◆ **WHAT THIS TASK INVOLVES**
Word for word, copy out the data below, omitting pictures.
Content starts
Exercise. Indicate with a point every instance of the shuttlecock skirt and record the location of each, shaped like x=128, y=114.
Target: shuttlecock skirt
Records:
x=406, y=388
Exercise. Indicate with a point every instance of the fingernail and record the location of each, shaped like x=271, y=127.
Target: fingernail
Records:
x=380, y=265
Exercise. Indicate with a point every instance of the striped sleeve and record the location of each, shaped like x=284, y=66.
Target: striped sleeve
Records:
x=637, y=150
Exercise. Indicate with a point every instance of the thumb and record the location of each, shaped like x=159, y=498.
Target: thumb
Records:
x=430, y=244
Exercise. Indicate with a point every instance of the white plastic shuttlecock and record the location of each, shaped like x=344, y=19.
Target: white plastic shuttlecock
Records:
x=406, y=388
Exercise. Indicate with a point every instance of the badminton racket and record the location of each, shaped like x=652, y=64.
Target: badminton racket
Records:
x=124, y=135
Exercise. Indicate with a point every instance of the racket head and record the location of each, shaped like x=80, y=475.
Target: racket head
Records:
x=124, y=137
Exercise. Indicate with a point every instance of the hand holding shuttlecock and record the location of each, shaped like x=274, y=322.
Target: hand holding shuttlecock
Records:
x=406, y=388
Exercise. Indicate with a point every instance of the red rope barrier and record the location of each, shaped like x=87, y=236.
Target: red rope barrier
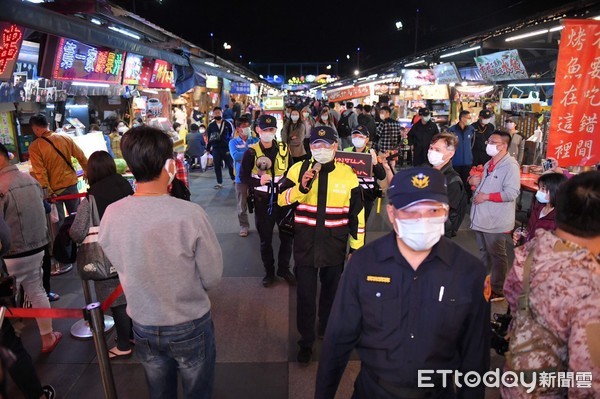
Content ends
◆ **RESULT OF THE TASK**
Exercise. Indicate with a point every instance of the shuttlecock skirt and record the location of each, shaped like x=128, y=114.
Target: shuttlecock skirt
Records:
x=406, y=388
Exercise. Indicate with a point every instance of the fingernail and record the location of each, shaped like x=271, y=127.
Target: fingernail
Records:
x=380, y=265
Exercise. Indicate with a point every instance of the striped sleeve and record the location of each, shaped like x=284, y=66.
Target: striped sleeve
Records:
x=637, y=150
Exercise. Indicate with a point every instance of the thumb and record the location of each, shaped like x=159, y=498.
Target: thumb
Records:
x=430, y=244
Exercise. Indicate with a point every instance of the white plastic shuttlecock and record the location of each, shaped like x=344, y=19.
Target: white plastic shuttlecock
Records:
x=406, y=388
Exercise. Indicate with a point every instance of the badminton racket and record the location of each, shaped like x=652, y=64.
Target: badminton racket
Records:
x=124, y=135
Exercise. Indicate with a point every instance of the racket head and record the location of each, shaped like x=80, y=475.
Target: racket head
Records:
x=124, y=137
Exercise. Indicate with a point every instance of the hand holding shuttlecock and record the location of each, shaped like x=274, y=322.
Target: hand holding shuttlecock
Records:
x=406, y=388
Exercise. Indicate with a point every instance of the red rope barrier and record the location of each, shaped like x=87, y=236.
Target: red rope barrier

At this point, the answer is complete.